» **Record set**:

#####

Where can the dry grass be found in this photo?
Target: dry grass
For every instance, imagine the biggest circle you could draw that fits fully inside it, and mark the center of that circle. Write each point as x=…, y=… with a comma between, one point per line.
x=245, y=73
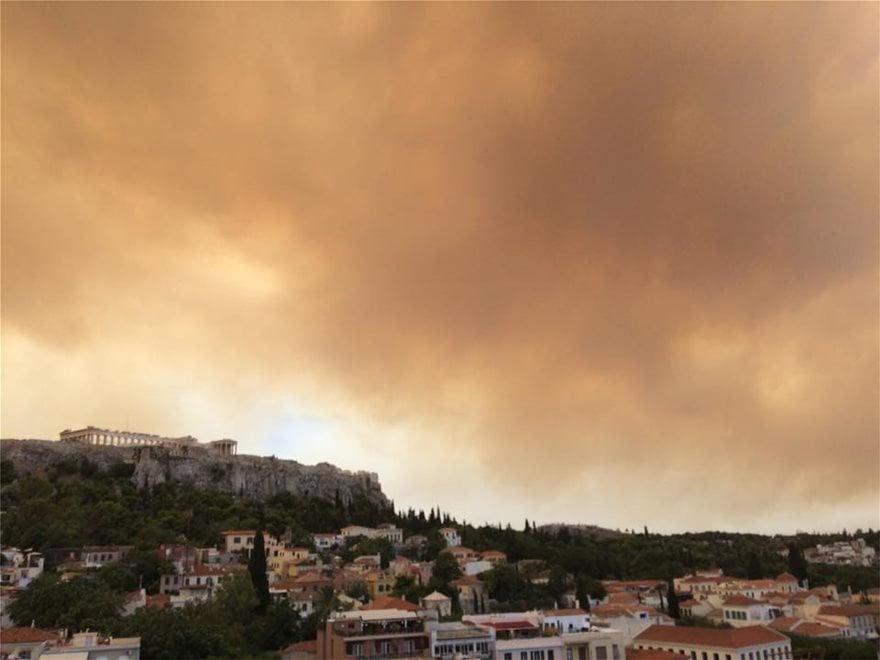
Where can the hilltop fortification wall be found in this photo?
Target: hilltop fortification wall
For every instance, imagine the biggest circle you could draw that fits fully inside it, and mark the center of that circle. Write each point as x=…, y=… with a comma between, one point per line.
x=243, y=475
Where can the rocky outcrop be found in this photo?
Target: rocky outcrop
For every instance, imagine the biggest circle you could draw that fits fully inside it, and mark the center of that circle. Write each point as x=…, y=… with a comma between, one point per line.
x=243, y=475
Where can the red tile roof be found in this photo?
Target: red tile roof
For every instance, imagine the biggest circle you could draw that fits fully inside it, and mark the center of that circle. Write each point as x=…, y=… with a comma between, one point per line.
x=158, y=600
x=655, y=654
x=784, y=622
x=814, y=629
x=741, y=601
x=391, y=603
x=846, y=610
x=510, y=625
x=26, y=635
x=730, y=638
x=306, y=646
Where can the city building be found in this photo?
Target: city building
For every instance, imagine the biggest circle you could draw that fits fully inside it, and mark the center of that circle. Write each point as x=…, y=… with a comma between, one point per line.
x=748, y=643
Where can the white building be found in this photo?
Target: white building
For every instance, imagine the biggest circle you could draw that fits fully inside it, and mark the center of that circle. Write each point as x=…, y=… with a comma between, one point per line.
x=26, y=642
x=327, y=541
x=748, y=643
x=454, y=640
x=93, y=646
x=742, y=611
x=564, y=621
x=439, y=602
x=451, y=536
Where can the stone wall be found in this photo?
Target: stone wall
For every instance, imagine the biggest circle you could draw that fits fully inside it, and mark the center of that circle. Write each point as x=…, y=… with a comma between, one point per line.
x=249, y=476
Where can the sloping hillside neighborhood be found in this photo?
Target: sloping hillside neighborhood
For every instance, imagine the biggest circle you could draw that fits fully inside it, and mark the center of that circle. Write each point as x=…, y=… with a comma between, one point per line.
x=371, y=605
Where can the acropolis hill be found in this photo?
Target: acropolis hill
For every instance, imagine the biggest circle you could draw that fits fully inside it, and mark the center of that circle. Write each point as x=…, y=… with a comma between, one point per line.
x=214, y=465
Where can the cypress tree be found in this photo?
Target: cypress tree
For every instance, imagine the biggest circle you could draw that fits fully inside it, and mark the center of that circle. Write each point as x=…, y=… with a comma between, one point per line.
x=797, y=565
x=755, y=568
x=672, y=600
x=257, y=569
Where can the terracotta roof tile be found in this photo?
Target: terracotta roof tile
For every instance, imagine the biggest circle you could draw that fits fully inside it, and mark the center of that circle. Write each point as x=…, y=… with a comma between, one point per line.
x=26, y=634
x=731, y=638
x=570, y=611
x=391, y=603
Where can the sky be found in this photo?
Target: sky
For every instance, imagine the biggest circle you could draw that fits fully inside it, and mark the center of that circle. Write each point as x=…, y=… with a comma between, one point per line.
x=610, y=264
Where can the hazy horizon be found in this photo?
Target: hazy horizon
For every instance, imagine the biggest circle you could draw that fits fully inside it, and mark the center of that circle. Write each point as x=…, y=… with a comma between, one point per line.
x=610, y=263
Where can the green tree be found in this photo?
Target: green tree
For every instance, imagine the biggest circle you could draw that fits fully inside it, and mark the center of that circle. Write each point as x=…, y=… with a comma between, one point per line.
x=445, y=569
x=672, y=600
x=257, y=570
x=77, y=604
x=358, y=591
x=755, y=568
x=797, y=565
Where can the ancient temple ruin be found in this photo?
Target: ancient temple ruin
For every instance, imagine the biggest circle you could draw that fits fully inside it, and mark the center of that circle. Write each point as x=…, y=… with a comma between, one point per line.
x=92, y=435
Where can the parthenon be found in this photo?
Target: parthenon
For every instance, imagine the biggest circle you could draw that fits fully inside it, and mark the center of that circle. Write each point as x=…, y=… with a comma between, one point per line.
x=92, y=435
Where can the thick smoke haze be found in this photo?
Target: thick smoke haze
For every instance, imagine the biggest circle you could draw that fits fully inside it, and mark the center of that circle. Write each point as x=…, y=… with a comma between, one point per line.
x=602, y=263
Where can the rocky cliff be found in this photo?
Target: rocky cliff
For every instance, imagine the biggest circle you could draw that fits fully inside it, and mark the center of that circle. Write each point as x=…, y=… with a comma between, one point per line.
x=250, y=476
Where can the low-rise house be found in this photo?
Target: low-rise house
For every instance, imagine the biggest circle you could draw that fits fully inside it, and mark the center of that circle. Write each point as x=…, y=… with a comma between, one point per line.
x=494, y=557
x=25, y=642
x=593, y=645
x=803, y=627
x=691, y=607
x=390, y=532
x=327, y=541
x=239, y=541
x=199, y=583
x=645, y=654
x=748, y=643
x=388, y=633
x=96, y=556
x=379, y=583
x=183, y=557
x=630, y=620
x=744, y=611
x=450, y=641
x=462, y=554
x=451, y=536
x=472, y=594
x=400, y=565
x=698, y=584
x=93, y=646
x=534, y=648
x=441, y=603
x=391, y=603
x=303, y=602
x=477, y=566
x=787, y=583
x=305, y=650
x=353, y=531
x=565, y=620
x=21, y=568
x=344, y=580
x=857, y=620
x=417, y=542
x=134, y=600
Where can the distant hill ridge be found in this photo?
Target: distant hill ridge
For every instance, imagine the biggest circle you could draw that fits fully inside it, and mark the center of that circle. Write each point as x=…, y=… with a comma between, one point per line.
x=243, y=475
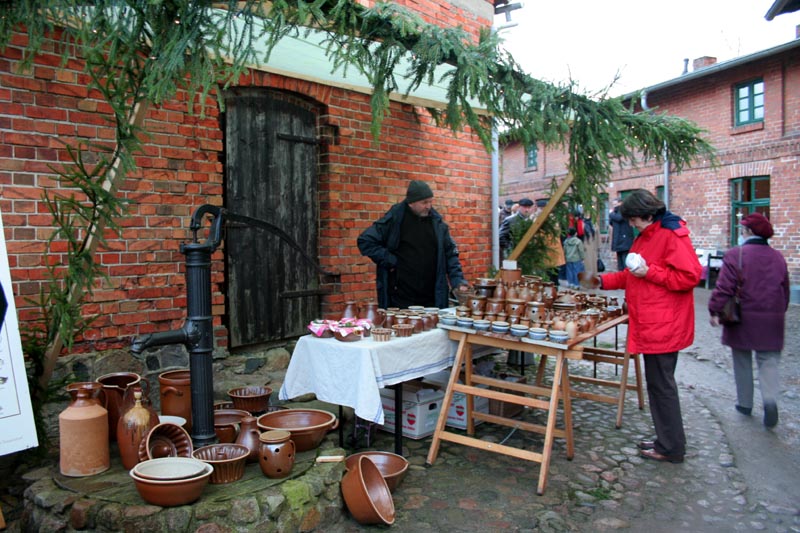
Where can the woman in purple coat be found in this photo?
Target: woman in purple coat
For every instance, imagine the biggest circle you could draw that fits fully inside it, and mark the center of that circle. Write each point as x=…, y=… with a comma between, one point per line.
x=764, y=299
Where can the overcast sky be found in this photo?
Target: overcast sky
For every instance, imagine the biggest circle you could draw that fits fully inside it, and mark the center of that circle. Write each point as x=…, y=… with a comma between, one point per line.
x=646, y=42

#####

» **Exercise description**: Copy all of the records above word for word, leaving out the pictures.

» **The reply**:
Where can the dry grass be found in this photo?
Target: dry grass
For every instance, imagine the biggest circle you could draw that fits fully inside it, and mark the center of that circle. Write each point as x=…, y=… with a comma between, one point per line.
x=245, y=73
Where can the hilltop fortification wall be found in this photo?
Target: hilltop fortification wall
For every instance, imagine the biggest circle you could draw that fits fully inside it, and mark the center of that circle. Write each point as x=…, y=… with a comma between, one point per line.
x=243, y=475
Where can the rocky outcrop be found in this photo?
Target: rocky outcrop
For every instance, imagine the biggest circle you could draw that fits fully inside it, and mark the center of that circle. Write each point as x=…, y=… with a comma between, one point per line.
x=243, y=475
Where can the red tile roof be found in this photo?
Target: red tile roof
For every instance, imagine the biggest circle you could draw that fits fully inside it, and mark the center of that circle. Write each point as x=…, y=… with a comma between, one point per line.
x=158, y=600
x=655, y=654
x=784, y=622
x=814, y=629
x=741, y=601
x=391, y=603
x=846, y=610
x=510, y=625
x=26, y=635
x=730, y=638
x=306, y=646
Where can the city building be found in this photo?
Target: city building
For every instance, imagine the biggest circle you could draw that fits fully inside it, and mark the center of that circle. Write each point as x=…, y=… with a comma between, one point per line.
x=748, y=643
Where can the white building be found in this photo?
Target: white building
For every instance, imagine the biggest circle you could draw that fits fully inside it, and mark the center of that circle. Write each point as x=…, y=… with a comma between, one point per line.
x=26, y=642
x=327, y=541
x=748, y=643
x=454, y=640
x=93, y=646
x=742, y=611
x=564, y=621
x=439, y=602
x=451, y=536
Where can the stone wall be found in this photo?
Target: stone wall
For every instance, imagine the biggest circle you could draw that fits fully inside it, and mark the center of that circle. Write each point as x=…, y=… with a comma between, one point per line.
x=249, y=476
Where can the sloping hillside neighborhood be found in this photo?
Target: sloping hillside neighborhood
For every instance, imagine the biggest circle you could draw that fits fully inside it, and mark the center of that circle. Write each point as x=…, y=… with a comma between, one point per line.
x=371, y=605
Where can the acropolis hill be found in this photo?
Target: acropolis hill
For every instance, imagine the biggest circle you could draw that fits fully inside it, and mark the center of that circle. Write each point as x=…, y=… with a comma between, one point per line.
x=214, y=465
Where can the cypress tree be found in this photo?
Target: cypress tree
For every instance, imagine the biggest circle you could draw that fits fully inside it, and mark the center of that circle. Write each point as x=…, y=… with a comma between, one point per line.
x=797, y=565
x=755, y=568
x=672, y=600
x=257, y=569
Where can the terracotta roof tile be found in this photo?
Target: terracotta roof tile
For every instance, imagine the biggest circle you could draw that fits fully inside it, and mark the center of that circle. Write each point as x=…, y=… with a comma between, one point per line.
x=26, y=634
x=731, y=638
x=570, y=611
x=391, y=603
Where can the sky be found in this photo?
Target: sky
For every instance, imagine the biggest circle you could draw that fits fully inside it, and mark the center of that circle. Write each point as x=…, y=… with a comma between, one point per line.
x=610, y=264
Where can the hazy horizon be found in this photo?
Target: hazy horizon
For every instance, imagine the biggest circle you could draw that fits fully inside it, and mark the center of that circle. Write each point as x=…, y=… with a comma between, one point per line.
x=610, y=263
Where can the green tree be found in this photo?
Target: green tree
For every instance, imagine the biggest circle you could draw that fits fully inside it, and mark the center of that circle. Write each point as x=…, y=… with a comma between, one point per line.
x=445, y=569
x=672, y=600
x=257, y=570
x=77, y=604
x=358, y=591
x=755, y=568
x=797, y=565
Where can the ancient temple ruin be found in this photo?
Target: ancient temple ruin
For every instance, imagine the biggest circle you could draw that fits fully inside it, and mark the center of that circle. Write each point as x=…, y=… with a comma between, one point per line.
x=92, y=435
Where can the parthenon be found in this photo?
Target: parthenon
For every instance, imagine the biggest circle you could draw that fits fully inside it, and mark the center of that circle. Write each point as x=…, y=… with a comma between, one point per line.
x=92, y=435
Where can the thick smoke haze be found in this photo?
Target: thick smoke haze
For every instance, imagine the biggest circle you could draw that fits fully inside it, and mark the center of that circle. Write each point as x=…, y=… with a comma between, one point per line.
x=602, y=263
Where can the rocky cliff be found in this photo?
Target: rocky cliff
For every instance, imagine the biggest circle you could draw that fits fully inside it, and mark the center of that circle. Write each point as x=…, y=… with a comma between, one point per line.
x=250, y=476
Where can the low-rise house be found in this photo?
Target: low-rise house
For every instance, imagine the biggest circle you could draw that fits fully inside it, and mark the center of that circle. Write each point as x=…, y=… with a comma between, one point per line.
x=494, y=557
x=25, y=642
x=593, y=645
x=803, y=627
x=691, y=607
x=390, y=532
x=327, y=541
x=239, y=541
x=199, y=583
x=645, y=654
x=748, y=643
x=388, y=633
x=96, y=556
x=379, y=583
x=183, y=557
x=630, y=620
x=744, y=611
x=450, y=641
x=462, y=554
x=451, y=536
x=472, y=594
x=400, y=565
x=698, y=584
x=93, y=646
x=534, y=648
x=441, y=603
x=391, y=603
x=303, y=602
x=477, y=566
x=787, y=583
x=305, y=650
x=353, y=531
x=565, y=620
x=21, y=568
x=344, y=580
x=857, y=620
x=417, y=542
x=134, y=600
Where can the distant hill ridge be found in this photo?
Target: distant hill ridge
For every instance, imagine the biggest circle you could draw that fits fully inside it, and mark the center of that circle. Write each point as x=…, y=… with a comma between, one point per line.
x=243, y=475
Where can the woman in purple coat be found in this photo?
Target: woman in purple coat
For every instance, imagine the biggest circle you could draw that fits fully inside it, and mark the center of that circle. Write each point as x=…, y=… with a comma between, one point per line.
x=764, y=299
Where can the overcast sky be found in this photo?
Target: overcast sky
For every instance, imagine the biggest circle you could draw that fits fully inside it, and mark the center of that circle. Write each point as x=…, y=… with a comma between, one point per line.
x=646, y=42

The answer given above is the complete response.